→ Exercise brief: Reproduce the data below line for line, without changing a single character.

(Collection entries)
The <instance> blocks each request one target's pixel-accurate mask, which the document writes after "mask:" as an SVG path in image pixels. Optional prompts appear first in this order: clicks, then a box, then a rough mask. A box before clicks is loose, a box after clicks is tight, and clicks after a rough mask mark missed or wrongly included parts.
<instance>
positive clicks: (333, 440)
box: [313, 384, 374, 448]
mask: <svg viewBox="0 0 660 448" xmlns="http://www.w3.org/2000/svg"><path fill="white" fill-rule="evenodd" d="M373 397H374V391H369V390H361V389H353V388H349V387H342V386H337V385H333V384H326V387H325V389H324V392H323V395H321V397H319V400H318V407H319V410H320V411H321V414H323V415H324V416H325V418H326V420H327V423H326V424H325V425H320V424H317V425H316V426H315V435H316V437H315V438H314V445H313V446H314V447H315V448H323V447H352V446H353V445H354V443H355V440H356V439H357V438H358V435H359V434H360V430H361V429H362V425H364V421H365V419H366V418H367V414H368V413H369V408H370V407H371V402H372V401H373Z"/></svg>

→ Exercise response:
The <instance> blocks each request one target's pixel-accurate mask, which the document writes after "mask:" as an SVG path in image pixels. Optional prompts appear first in this order: clicks, then a box, then a rough mask. A box before clicks is loose, a box after clicks is tight, and clicks after a rough mask mark missed or wrongly included parts.
<instance>
positive clicks: (333, 440)
box: [313, 384, 374, 448]
mask: <svg viewBox="0 0 660 448" xmlns="http://www.w3.org/2000/svg"><path fill="white" fill-rule="evenodd" d="M373 397H374V391H369V390H361V389H353V388H349V387H342V386H337V385H333V384H326V387H325V389H324V392H323V395H321V397H319V400H318V407H319V410H320V411H321V414H323V415H324V416H325V418H326V420H327V423H326V424H325V425H320V424H317V425H316V426H315V435H316V437H315V438H314V445H313V446H314V447H315V448H323V447H352V446H353V445H354V443H355V440H356V439H357V438H358V435H359V434H360V430H361V429H362V425H364V421H365V419H366V418H367V414H368V413H369V408H370V407H371V402H372V401H373Z"/></svg>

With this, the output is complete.